──────── Dataset records

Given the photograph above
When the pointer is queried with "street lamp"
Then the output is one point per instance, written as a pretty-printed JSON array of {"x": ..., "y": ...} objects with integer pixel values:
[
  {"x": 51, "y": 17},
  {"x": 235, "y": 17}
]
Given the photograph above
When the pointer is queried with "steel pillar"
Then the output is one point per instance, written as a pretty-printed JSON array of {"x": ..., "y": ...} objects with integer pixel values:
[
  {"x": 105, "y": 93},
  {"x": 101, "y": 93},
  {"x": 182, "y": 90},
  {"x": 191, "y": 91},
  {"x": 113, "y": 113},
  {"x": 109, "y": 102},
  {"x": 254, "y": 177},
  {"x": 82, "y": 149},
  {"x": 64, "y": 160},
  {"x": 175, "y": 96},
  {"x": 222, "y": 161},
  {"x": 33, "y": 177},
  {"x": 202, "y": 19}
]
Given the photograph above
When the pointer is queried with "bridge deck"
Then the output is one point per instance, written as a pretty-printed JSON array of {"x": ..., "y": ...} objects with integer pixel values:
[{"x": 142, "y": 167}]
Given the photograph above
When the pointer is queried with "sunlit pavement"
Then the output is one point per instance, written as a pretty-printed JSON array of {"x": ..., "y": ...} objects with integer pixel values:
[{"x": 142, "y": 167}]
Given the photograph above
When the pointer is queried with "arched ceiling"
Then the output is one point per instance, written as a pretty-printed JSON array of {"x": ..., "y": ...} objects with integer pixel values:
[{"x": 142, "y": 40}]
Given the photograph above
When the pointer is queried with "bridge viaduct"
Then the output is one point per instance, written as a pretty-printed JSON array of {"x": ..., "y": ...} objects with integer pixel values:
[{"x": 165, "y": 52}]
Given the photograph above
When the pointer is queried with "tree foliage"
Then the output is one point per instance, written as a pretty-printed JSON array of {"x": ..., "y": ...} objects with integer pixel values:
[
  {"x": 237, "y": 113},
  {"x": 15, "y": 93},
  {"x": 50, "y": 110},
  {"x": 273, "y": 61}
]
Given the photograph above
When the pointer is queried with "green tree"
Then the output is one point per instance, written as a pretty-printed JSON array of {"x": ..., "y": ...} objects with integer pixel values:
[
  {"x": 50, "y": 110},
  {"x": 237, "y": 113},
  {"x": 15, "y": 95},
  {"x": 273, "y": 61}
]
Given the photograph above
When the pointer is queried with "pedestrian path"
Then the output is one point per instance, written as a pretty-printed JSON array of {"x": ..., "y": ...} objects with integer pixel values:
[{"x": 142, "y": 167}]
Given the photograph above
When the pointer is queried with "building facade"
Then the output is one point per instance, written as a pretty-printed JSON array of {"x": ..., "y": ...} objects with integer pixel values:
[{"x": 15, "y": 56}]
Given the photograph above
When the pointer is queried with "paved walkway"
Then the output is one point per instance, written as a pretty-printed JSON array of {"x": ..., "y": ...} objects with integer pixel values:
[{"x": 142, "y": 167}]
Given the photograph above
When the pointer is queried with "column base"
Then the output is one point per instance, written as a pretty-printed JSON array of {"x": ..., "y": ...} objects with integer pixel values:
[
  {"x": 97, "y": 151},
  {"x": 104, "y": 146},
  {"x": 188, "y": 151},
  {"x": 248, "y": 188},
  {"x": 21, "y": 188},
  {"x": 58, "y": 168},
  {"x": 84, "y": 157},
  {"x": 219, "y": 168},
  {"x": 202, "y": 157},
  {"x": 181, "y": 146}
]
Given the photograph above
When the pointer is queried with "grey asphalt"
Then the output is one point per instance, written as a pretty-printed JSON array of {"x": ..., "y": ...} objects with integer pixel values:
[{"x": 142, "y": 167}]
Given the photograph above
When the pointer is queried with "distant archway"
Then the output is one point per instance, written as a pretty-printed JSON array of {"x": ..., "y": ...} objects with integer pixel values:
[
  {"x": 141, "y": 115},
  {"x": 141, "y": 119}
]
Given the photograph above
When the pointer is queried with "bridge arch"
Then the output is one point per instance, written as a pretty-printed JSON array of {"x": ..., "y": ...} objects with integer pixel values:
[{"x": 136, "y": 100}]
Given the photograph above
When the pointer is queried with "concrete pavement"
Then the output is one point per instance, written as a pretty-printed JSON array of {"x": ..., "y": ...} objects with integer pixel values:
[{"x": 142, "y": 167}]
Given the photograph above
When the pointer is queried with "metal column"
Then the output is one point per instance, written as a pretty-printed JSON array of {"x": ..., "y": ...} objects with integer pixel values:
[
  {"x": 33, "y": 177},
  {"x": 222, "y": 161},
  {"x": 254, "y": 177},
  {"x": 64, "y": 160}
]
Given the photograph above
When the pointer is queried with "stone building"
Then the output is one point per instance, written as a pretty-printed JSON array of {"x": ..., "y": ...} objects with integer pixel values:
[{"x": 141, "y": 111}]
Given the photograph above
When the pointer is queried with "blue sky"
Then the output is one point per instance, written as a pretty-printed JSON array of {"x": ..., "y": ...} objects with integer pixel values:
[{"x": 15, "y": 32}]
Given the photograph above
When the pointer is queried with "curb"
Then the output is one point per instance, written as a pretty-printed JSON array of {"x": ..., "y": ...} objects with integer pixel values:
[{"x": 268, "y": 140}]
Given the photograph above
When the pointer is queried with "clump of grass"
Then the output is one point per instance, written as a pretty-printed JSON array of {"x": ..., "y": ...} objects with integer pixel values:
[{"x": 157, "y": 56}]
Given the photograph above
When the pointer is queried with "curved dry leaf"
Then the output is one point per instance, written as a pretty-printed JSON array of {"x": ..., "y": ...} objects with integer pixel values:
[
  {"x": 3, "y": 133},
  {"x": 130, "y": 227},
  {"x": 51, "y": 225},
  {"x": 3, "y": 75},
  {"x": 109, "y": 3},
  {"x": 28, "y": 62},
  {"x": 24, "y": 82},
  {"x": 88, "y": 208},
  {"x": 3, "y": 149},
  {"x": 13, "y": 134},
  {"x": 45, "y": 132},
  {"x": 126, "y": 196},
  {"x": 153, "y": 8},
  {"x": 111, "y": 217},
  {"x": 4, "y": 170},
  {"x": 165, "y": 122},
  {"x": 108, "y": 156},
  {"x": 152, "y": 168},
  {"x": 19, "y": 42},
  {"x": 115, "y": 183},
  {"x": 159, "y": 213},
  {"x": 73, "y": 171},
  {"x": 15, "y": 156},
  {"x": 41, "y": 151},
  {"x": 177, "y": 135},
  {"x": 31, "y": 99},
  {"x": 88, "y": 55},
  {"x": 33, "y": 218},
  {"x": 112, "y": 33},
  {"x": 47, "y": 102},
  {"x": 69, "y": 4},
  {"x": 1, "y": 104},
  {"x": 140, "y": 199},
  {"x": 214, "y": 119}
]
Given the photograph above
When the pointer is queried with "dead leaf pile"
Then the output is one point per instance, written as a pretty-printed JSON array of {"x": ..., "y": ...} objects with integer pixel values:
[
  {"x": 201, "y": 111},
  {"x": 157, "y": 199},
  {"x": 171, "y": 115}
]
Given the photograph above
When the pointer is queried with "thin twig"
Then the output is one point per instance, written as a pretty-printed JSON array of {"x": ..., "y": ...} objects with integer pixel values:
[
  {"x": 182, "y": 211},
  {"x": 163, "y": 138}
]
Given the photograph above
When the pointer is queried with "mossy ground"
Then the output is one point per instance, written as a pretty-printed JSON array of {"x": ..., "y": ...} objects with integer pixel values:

────────────────

* **Exercise**: Return the entries above exactly as they appear.

* **Correct response**:
Given the photograph above
When the pointer is queried with "street lamp"
Then the output is one point per instance, written as a pretty-printed JSON array of {"x": ..., "y": ...} objects with integer pixel values:
[
  {"x": 51, "y": 17},
  {"x": 235, "y": 17}
]
Given the photograph above
When the pointer is queried with "steel pillar"
Then the output is one point per instance, written as a pretty-printed JSON array of {"x": ..., "y": ...} objects with integer pixel values:
[
  {"x": 105, "y": 93},
  {"x": 101, "y": 93},
  {"x": 182, "y": 90},
  {"x": 191, "y": 91},
  {"x": 113, "y": 113},
  {"x": 109, "y": 102},
  {"x": 254, "y": 177},
  {"x": 82, "y": 149},
  {"x": 64, "y": 160},
  {"x": 175, "y": 96},
  {"x": 222, "y": 161},
  {"x": 33, "y": 177},
  {"x": 202, "y": 19}
]
Given the photograph above
When the pointer is queried with "bridge deck"
Then the output is one point per instance, written as a pretty-printed JSON array of {"x": ..., "y": ...} objects with integer pixel values:
[{"x": 142, "y": 167}]
Given the photograph above
When the pointer is queried with "sunlit pavement"
Then the output is one point per instance, written as a pretty-printed JSON array of {"x": ..., "y": ...} objects with integer pixel values:
[{"x": 142, "y": 167}]
Given the photograph above
When the pointer is queried with "arched ceiling"
Then the output is one point per instance, written as a pretty-printed JSON array of {"x": ..., "y": ...} objects with integer pixel values:
[{"x": 142, "y": 40}]
Given the photograph above
When the pointer is queried with "bridge viaduct"
Then the output is one point per instance, written as a pretty-printed JSON array of {"x": ..., "y": ...} objects with integer pixel values:
[{"x": 165, "y": 52}]
Given the photograph above
When the pointer is queried with "tree foliage"
Then the output is one point per instance, written as a pretty-printed JSON array of {"x": ..., "y": ...} objects with integer pixel values:
[
  {"x": 237, "y": 113},
  {"x": 15, "y": 93},
  {"x": 50, "y": 110},
  {"x": 273, "y": 61}
]
Given the photograph above
When the pointer is queried with "green tree"
Then the output is one point per instance, written as a pretty-printed JSON array of {"x": ..., "y": ...} objects with integer pixel values:
[
  {"x": 50, "y": 110},
  {"x": 237, "y": 113},
  {"x": 15, "y": 95},
  {"x": 273, "y": 61}
]
Given the photograph above
When the pointer is queried with "pedestrian path"
Then the output is one point per instance, written as a pretty-printed JSON array of {"x": ..., "y": ...} objects with integer pixel values:
[{"x": 142, "y": 167}]
Given the photograph above
When the pointer is queried with "building facade"
Then the output is one point per instance, written as a pretty-printed JSON array of {"x": ..., "y": ...} objects with integer pixel values:
[{"x": 15, "y": 56}]
Given the photograph above
When the pointer is queried with "paved walkway"
Then the output is one point per instance, written as a pretty-printed JSON array of {"x": ..., "y": ...} objects with integer pixel values:
[{"x": 142, "y": 167}]
Given the photograph above
When the pointer is queried with "column base"
Then the output is one point per instance, written as a pretty-printed JSON array of {"x": ..., "y": ...} objects with integer pixel values:
[
  {"x": 97, "y": 151},
  {"x": 104, "y": 146},
  {"x": 188, "y": 151},
  {"x": 248, "y": 188},
  {"x": 21, "y": 188},
  {"x": 58, "y": 168},
  {"x": 84, "y": 157},
  {"x": 219, "y": 168},
  {"x": 202, "y": 157},
  {"x": 181, "y": 146}
]
Given the photograph above
When the pointer is queried with "grey asphalt"
Then the output is one point per instance, written as a pretty-printed JSON array of {"x": ..., "y": ...} objects with integer pixel values:
[{"x": 142, "y": 167}]
Given the photograph above
When the pointer is queried with "distant archway"
Then the output is one point per instance, written as a pretty-printed JSON array of {"x": ..., "y": ...} objects with integer pixel values:
[
  {"x": 141, "y": 115},
  {"x": 141, "y": 119}
]
Given the photograph above
When the pointer is queried with "bridge arch"
Then the output is one point per instance, written as a pretty-printed JSON array of {"x": ..., "y": ...} objects with integer pixel values:
[{"x": 136, "y": 100}]
Given the photograph above
When the pointer is queried with "concrete pavement"
Then the output is one point per instance, written as a pretty-printed JSON array of {"x": ..., "y": ...} objects with integer pixel values:
[{"x": 142, "y": 167}]
Given the photograph above
When the pointer is queried with "metal column"
Then the output is one point per instance, written as a pretty-printed JSON array of {"x": ..., "y": ...} objects with integer pixel values:
[
  {"x": 33, "y": 177},
  {"x": 222, "y": 161},
  {"x": 254, "y": 177},
  {"x": 64, "y": 160}
]
Given the photograph above
When the pointer is queried with "stone building"
Then the output is one point per instance, written as a pretty-printed JSON array of {"x": ..., "y": ...} objects with integer pixel values:
[{"x": 141, "y": 111}]
Given the photograph above
When the pointer is queried with "blue sky"
Then the output is one point per instance, written as a pretty-printed JSON array of {"x": ..., "y": ...} objects with integer pixel values:
[{"x": 15, "y": 32}]
Given the photograph above
When the pointer is queried with "curb"
Then the output is one point per instance, written as a pretty-printed JSON array of {"x": ..., "y": ...} objects with integer pixel values:
[{"x": 268, "y": 140}]
Given the photograph above
When the pointer is queried with "clump of grass"
Then the output is one point per instance, written as a pretty-printed JSON array of {"x": ..., "y": ...} objects with integer pixel values:
[{"x": 157, "y": 56}]
Given the photograph above
When the pointer is queried with "curved dry leaf"
Then the output is one point per instance, written as a pretty-printed JSON array of {"x": ..., "y": ...} objects with integer pixel values:
[
  {"x": 3, "y": 133},
  {"x": 130, "y": 227},
  {"x": 51, "y": 225},
  {"x": 3, "y": 75},
  {"x": 109, "y": 3},
  {"x": 28, "y": 62},
  {"x": 24, "y": 82},
  {"x": 88, "y": 208},
  {"x": 3, "y": 149},
  {"x": 13, "y": 134},
  {"x": 45, "y": 132},
  {"x": 126, "y": 196},
  {"x": 153, "y": 8},
  {"x": 111, "y": 217},
  {"x": 4, "y": 170},
  {"x": 165, "y": 122},
  {"x": 108, "y": 156},
  {"x": 152, "y": 168},
  {"x": 19, "y": 42},
  {"x": 115, "y": 183},
  {"x": 159, "y": 213},
  {"x": 73, "y": 171},
  {"x": 15, "y": 156},
  {"x": 41, "y": 151},
  {"x": 177, "y": 135},
  {"x": 31, "y": 99},
  {"x": 88, "y": 55},
  {"x": 33, "y": 218},
  {"x": 112, "y": 33},
  {"x": 47, "y": 102},
  {"x": 69, "y": 4},
  {"x": 1, "y": 104},
  {"x": 140, "y": 199},
  {"x": 214, "y": 119}
]
Given the photograph above
When the pointer is queried with "dead leaf pile"
Then the output is one point per instance, written as a pretty-printed JSON array of {"x": ..., "y": ...} objects with integer pixel values:
[
  {"x": 201, "y": 111},
  {"x": 157, "y": 199},
  {"x": 171, "y": 115}
]
Given the photograph above
When the pointer is queried with "thin twig"
Then the output is one point per instance, written as a pretty-printed JSON array of {"x": ..., "y": ...} objects with integer pixel values:
[
  {"x": 182, "y": 211},
  {"x": 163, "y": 138}
]
Given the photograph above
When the pointer is queried with "mossy ground"
Then the output is one point per instance, written as a pretty-printed JSON array of {"x": ..., "y": ...} objects with integer pixel values:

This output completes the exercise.